→ **Objectifs**:
**A)** Indiquez si chacune de ces affirmations concorde avec le texte sur la réforme des retraites, en répondant par oui ou par non et en citant les mots décisifs du texte : (i) les arguments sur l’espérance de vie ont convaincu ; (ii) l’inégalité salariale entre hommes et femmes entre dans le débat ; (iii) la citation placée en tête est parue dans le Monde le 4 octobre 2010.
**B)** Rédigez la suite du texte sur la réforme des retraites, à partir de sa dernière phrase.

“Donner la priorité à la lutte contre les écarts de salaire, voilà l’un des principaux défis pour améliorer la retraite des femmes. Ce défi est réel, il est colossal, il concerne absolument toutes les femmes” E. Woerth – N.Berra – N. Kosciuzko-Morizet – G. Tron – N. Morano – le Monde 4 octobre 2010
Comme une habitude, s’appuyer sur un progrès pour instituer un recul. La contre-réforme des retraites hoquette. Une opinion revêche, des manifestations solides, pourtant tout est mis en oeuvre pour clore le processus au Sénat. Les arguments d’autorités sur le problème de l’espérance de vie n’ont pas porté leurs fruits. La mort est devenue un problème. Il faut donc en passer par le sexe. L’inégalité salariale hommes-femmes s’invite donc dans le débat. L’entrée de la question de genre, accompagnée de quelques avancées sur le sujet pour faire passer le tout. La dernière phase, semble-t-il, d’une mécanique de persuasion bien pensée.

→ **Données fournies**:
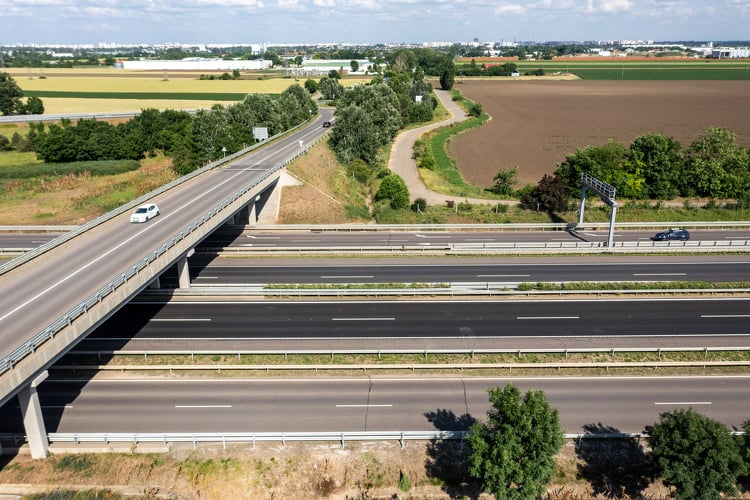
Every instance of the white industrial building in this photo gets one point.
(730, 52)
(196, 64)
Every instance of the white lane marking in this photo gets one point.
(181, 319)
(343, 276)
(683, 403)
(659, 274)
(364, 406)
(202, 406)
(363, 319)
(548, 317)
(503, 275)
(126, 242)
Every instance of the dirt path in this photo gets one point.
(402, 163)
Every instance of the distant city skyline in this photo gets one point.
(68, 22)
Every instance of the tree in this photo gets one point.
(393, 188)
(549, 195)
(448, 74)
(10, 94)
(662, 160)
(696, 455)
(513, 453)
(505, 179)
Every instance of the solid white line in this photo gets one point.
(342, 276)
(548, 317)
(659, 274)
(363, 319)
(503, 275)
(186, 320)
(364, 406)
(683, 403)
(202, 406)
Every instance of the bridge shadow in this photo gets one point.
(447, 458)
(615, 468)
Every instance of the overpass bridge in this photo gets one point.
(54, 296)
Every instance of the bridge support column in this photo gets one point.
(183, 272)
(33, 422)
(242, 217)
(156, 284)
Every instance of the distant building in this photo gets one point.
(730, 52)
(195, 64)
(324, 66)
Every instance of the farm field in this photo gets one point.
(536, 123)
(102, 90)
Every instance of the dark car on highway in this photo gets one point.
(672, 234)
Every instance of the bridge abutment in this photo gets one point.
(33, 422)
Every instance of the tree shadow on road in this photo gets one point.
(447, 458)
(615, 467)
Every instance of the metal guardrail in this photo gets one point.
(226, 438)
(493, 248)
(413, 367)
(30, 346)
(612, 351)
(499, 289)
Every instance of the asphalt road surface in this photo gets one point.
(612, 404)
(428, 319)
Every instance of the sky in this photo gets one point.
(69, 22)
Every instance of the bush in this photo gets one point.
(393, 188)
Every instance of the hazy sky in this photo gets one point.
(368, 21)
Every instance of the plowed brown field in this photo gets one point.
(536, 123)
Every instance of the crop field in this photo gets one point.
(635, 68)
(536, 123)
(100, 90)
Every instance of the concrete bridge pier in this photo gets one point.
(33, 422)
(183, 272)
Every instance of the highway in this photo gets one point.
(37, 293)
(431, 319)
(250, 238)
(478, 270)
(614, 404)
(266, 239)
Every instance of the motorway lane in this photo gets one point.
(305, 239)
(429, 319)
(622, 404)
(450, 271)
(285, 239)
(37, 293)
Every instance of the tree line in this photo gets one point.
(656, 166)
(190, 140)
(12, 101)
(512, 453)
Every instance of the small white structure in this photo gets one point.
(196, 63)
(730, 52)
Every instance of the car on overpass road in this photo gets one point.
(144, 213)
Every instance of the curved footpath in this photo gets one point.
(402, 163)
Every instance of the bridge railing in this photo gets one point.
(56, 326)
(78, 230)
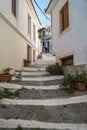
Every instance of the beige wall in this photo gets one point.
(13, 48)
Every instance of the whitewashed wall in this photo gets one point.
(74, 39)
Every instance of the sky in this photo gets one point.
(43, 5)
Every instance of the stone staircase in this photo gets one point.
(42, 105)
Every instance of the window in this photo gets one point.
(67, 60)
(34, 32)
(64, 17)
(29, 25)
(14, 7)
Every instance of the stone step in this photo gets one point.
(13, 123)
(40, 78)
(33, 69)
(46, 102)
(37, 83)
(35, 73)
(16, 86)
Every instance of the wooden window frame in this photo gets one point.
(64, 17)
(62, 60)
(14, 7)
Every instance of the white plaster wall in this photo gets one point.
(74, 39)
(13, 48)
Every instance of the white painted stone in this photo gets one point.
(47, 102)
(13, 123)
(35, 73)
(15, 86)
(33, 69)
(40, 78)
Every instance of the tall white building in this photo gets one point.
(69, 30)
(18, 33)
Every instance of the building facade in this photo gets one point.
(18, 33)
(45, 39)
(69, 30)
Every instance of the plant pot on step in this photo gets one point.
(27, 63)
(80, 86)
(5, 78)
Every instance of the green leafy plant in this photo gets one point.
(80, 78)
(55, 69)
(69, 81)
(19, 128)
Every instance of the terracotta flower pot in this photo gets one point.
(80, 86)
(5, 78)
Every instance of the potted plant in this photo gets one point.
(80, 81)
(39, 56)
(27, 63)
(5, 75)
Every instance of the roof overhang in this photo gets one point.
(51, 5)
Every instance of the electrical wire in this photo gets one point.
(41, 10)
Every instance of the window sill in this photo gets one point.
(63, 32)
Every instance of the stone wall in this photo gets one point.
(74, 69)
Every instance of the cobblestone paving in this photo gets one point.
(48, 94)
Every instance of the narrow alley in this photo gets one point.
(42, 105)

→ **Réponses attendues**:
**A)**
(i) Non : « Les arguments d’autorités sur le problème de l’espérance de vie n’ont pas porté leurs fruits. »
(ii) Oui : « L’inégalité salariale hommes-femmes s’invite donc dans le débat. »
(iii) Oui : « le Monde 4 octobre 2010 »

**B)**
Méthodologie du dressage
Le gouvernement veut porter l’estocade avec la question féminine. Les syndicats, l’opposition ont pointé les lacunes d’un allongement de l’âge légal de départ à la retraite (de 60 à 62 ans), ainsi que celui du taux plein (de 65 à 67 ans) pour les femmes. Elles font des carrières moins régulières, et perçoivent en moyenne des salaires moins élevés. Ce qui devait être un argument déterminant face à la contre-réforme des retraites a judicieusement été retourné par le gouvernement. D’une situation d’inégalité générale sur la question de la répartition, la communication de l’Élysée a trouvé un point d’appui sur un aspect spécifique du projet. Un processus habituel d’individualisation dans le cheminement des politiques néo-conservatrices. Une stratégie qui permet d’éparpiller les forces. Et dont l’objectif consiste à raboter les résistances en consentant aux moins mécontents de menues concessions.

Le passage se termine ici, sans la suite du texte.